▸ Texte de lecture:
□ □ □

Laurent Lefèvre27 novembre 2007

J-P Liautard (élu SNCS au Conseil d’administration de l’Inserm), Françoise Cavaillé


À la suite des années Reagan et Thatcher, la recherche anglo-saxonne a profondément modifié son rapport à la société, d’une science essentiellement tournée vers la connaissance, rendant compte principalement à la représentation nationale (rapport W. Bush), elle s’est engouffrée dans une marche forcée vers le financement privé et la rentabilité économique. Les résultats dans le domaine économique, principalement celui des start-up ont été décrits et analysés, puis vantés et montés en exemple, mais les conséquences sur le développement de la science sont été plus rarement prises en considération. Pourtant, des rétractations et des « fraudes » apparaissent maintenant au grand jour. On peut attribuer ces dérives à des comportements individuels, mais il est incontestable que la pression ne peut que les accentuer voire les susciter. La pression à la valorisation rapide a d’autres effets pervers, comme la publication prématurée de résultats, mal ou pas validés, mais qu’il faut breveter immédiatement, compétition oblige.

□ □ □

▸ Lignes fournies:
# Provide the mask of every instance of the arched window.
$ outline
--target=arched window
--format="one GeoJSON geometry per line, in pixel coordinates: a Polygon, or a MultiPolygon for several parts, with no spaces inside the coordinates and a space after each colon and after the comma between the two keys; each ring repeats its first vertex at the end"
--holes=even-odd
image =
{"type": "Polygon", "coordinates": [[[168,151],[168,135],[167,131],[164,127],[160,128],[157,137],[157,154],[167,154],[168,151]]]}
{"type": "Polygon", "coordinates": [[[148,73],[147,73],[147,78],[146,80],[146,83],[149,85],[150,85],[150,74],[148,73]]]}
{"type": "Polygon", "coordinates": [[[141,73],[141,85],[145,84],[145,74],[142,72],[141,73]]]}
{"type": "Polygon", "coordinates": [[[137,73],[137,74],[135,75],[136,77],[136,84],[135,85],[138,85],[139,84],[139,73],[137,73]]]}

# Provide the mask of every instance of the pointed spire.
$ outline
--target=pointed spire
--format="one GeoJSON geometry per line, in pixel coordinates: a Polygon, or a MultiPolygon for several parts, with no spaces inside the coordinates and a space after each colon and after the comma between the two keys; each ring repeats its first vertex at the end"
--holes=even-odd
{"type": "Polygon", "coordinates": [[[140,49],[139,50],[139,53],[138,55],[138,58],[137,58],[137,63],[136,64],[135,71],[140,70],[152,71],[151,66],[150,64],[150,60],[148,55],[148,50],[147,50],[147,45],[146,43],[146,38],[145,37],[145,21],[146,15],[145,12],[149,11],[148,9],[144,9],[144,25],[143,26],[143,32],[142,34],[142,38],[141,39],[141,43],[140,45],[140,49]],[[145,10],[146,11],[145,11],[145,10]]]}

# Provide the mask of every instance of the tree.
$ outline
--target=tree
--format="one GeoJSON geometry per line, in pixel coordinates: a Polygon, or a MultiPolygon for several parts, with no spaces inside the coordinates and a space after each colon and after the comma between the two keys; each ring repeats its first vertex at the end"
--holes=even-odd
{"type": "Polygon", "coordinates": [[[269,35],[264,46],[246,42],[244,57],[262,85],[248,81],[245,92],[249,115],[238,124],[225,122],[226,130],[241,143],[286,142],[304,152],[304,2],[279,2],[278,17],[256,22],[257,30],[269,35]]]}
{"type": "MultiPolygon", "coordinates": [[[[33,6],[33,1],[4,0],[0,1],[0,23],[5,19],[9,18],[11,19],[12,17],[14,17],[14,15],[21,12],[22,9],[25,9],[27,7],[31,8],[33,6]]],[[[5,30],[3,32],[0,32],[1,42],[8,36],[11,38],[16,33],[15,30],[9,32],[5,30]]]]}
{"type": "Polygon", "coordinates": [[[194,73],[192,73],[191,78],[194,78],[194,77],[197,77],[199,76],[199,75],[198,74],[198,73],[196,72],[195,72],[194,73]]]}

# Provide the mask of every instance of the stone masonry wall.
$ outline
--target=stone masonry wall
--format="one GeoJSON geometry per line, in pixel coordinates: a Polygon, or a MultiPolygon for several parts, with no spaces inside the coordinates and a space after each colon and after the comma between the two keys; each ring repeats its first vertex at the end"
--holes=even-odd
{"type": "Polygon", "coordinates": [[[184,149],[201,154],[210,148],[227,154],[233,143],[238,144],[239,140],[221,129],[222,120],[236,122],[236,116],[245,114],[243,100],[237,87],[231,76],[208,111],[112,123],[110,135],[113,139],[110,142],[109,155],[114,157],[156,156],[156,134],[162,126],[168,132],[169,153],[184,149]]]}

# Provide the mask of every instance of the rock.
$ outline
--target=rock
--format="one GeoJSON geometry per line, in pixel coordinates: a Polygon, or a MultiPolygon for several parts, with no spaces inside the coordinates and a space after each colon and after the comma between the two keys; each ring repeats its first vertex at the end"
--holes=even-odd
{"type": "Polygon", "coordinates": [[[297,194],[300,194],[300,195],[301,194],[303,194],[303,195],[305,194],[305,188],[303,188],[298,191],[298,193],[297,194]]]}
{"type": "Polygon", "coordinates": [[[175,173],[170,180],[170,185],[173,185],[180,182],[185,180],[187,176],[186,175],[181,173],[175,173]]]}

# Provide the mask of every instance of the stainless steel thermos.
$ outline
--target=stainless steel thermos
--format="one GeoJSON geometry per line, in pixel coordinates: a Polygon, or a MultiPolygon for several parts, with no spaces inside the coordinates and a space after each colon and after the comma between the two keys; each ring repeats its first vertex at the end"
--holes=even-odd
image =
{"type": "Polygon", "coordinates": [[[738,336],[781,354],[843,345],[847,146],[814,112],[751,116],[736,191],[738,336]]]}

□ □ □

▸ Exercice:
Dites si chaque affirmation s'accorde avec le texte de lecture, par oui ou par non, en citant les mots décisifs du texte. (a) La recherche anglo-saxonne s'est orientée vers le financement privé et la rentabilité économique. (b) Selon le texte, la pression n'a aucune influence sur les dérives. (c) La pression à la valorisation rapide entraîne la publication prématurée de résultats. Les lignes n'ont aucun lien avec le texte de lecture.

▸ Corrigé:
(a) Oui : « elle s’est engouffrée dans une marche forcée vers le financement privé et la rentabilité économique ».
(b) Non : « il est incontestable que la pression ne peut que les accentuer voire les susciter ».
(c) Oui : « La pression à la valorisation rapide a d’autres effets pervers, comme la publication prématurée de résultats, mal ou pas validés ».